- **The task**
Please filter the listing below and copy every line that contains the word "rough".

* START Given data *

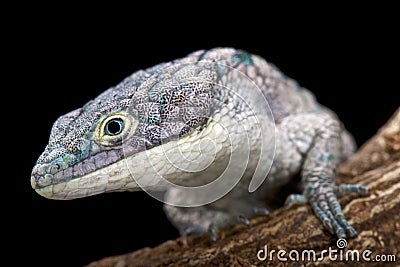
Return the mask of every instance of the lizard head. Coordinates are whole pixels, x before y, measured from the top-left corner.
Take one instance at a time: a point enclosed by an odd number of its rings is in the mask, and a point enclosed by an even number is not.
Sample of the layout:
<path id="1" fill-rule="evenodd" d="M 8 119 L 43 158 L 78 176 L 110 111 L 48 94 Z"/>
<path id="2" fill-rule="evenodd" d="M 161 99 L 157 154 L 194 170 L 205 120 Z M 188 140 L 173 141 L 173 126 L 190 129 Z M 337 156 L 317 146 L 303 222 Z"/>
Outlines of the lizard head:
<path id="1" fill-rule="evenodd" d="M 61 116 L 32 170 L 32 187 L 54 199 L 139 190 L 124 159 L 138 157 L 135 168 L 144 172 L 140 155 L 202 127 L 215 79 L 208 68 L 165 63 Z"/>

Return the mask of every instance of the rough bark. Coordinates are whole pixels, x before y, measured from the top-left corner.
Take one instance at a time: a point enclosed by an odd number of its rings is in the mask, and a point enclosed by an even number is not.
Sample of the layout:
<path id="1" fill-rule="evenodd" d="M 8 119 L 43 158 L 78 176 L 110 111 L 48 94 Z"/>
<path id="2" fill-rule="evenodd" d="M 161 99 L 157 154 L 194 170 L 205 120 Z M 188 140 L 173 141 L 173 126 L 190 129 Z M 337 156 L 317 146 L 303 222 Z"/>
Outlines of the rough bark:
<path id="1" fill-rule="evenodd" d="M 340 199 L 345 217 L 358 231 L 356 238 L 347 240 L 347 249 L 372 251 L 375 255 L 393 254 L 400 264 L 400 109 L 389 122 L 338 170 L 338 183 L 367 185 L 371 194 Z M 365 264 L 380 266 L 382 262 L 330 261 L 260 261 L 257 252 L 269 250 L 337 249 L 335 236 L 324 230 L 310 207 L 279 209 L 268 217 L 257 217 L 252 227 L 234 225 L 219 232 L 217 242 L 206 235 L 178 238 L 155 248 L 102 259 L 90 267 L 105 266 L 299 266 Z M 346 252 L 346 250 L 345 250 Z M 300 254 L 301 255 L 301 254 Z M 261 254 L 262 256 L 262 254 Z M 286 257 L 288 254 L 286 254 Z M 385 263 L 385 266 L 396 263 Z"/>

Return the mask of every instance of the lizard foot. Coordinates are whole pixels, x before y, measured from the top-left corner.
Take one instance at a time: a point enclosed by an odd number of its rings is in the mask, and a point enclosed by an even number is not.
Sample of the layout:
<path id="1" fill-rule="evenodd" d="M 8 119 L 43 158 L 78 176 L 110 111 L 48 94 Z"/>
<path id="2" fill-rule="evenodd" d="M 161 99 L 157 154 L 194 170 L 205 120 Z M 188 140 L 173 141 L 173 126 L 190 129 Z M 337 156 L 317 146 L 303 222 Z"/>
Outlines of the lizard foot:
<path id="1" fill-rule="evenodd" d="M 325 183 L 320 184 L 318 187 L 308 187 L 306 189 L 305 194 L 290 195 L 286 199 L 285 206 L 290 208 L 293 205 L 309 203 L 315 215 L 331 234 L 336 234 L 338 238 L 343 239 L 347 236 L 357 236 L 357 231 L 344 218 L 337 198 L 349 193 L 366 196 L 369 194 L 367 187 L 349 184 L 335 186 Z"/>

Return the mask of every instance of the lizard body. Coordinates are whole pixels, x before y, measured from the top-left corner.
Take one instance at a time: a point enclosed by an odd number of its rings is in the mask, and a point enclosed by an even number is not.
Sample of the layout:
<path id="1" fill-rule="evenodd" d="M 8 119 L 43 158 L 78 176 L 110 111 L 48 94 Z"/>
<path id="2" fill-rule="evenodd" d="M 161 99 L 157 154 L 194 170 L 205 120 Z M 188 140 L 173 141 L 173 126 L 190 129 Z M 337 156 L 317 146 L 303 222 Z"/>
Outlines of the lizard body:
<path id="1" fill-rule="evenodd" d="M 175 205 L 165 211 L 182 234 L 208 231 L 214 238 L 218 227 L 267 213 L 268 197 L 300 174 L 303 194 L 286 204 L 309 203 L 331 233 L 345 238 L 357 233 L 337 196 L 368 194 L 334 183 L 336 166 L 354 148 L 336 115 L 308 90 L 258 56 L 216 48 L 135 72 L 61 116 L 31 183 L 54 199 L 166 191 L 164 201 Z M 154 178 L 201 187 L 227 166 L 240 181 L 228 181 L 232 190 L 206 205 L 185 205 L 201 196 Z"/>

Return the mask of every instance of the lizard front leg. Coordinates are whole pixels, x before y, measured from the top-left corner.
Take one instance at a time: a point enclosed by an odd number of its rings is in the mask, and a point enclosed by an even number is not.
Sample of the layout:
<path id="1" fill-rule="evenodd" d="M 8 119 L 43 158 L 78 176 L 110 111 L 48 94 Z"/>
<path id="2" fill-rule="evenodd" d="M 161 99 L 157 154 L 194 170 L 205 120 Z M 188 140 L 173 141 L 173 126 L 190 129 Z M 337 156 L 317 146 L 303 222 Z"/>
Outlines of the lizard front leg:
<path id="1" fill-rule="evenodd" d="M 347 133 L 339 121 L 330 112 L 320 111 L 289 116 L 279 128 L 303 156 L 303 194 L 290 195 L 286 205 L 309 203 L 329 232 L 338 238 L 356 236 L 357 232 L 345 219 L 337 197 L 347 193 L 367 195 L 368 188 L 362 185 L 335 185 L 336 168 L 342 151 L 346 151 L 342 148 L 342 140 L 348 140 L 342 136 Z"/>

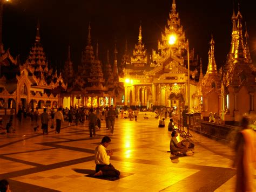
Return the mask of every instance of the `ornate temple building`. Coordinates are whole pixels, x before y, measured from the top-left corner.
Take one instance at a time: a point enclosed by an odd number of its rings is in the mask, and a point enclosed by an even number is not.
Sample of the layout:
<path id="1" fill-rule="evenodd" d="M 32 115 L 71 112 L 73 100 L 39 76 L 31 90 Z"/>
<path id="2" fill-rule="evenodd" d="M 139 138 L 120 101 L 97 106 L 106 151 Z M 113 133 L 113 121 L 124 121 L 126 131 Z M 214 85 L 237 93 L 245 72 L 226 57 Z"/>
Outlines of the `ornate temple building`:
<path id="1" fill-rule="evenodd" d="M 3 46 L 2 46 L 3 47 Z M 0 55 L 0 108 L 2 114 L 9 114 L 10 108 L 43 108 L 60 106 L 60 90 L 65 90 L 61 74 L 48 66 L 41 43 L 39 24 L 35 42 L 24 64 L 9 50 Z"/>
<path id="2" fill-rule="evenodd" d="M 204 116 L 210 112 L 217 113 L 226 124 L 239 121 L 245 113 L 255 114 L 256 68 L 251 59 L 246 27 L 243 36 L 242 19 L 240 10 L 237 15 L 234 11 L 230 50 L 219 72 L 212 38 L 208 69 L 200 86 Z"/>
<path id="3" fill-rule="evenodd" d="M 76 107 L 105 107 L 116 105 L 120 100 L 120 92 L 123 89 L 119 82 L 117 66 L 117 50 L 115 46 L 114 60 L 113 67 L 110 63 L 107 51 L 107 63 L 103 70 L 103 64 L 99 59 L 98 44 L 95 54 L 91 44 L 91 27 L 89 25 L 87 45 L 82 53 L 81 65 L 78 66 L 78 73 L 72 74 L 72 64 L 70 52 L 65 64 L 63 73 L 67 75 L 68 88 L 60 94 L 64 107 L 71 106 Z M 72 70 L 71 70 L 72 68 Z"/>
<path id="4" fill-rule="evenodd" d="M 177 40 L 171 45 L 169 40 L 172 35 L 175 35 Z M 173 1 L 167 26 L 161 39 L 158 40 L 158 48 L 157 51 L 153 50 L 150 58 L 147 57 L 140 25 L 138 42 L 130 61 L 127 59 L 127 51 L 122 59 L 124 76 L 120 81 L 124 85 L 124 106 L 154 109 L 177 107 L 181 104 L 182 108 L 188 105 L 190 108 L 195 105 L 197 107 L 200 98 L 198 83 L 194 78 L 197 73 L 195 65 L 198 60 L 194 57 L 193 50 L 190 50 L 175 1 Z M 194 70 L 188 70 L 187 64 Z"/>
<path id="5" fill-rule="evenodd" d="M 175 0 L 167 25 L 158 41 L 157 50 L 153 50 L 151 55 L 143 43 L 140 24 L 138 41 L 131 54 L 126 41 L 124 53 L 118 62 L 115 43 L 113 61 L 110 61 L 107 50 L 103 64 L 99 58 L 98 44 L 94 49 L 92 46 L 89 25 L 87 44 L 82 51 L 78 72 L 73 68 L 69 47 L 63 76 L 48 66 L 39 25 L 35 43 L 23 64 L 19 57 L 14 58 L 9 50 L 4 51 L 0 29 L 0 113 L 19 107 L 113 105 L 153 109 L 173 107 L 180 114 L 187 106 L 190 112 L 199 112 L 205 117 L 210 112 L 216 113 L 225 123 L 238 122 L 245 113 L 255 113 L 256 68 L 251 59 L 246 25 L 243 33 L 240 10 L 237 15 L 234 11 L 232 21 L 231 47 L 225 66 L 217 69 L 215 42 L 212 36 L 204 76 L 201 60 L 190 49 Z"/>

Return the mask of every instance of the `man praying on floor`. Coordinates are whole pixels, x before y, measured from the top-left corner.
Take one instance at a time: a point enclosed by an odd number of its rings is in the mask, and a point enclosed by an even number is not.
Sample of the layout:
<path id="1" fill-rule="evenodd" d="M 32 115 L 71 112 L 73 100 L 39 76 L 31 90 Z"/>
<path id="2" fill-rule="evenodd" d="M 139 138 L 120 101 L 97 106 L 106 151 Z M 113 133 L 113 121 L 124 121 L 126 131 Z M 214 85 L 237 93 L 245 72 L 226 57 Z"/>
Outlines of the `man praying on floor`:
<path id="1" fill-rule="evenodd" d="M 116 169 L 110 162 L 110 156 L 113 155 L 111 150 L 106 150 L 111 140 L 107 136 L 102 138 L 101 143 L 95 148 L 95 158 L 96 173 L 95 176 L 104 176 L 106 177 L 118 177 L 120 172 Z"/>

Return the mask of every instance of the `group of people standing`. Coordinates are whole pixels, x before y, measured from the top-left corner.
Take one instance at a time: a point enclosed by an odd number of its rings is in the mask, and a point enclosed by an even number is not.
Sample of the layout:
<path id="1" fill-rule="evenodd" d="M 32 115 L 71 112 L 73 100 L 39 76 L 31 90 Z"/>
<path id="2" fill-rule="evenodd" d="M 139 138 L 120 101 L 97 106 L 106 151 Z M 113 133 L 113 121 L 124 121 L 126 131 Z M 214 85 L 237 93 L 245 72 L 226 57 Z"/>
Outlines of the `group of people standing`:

* END Given data *

- **The solution**
Return the mask of every instance of the rough bark. Coordinates are whole pixels, x before y, measured from the top-left corner.
Outlines of the rough bark:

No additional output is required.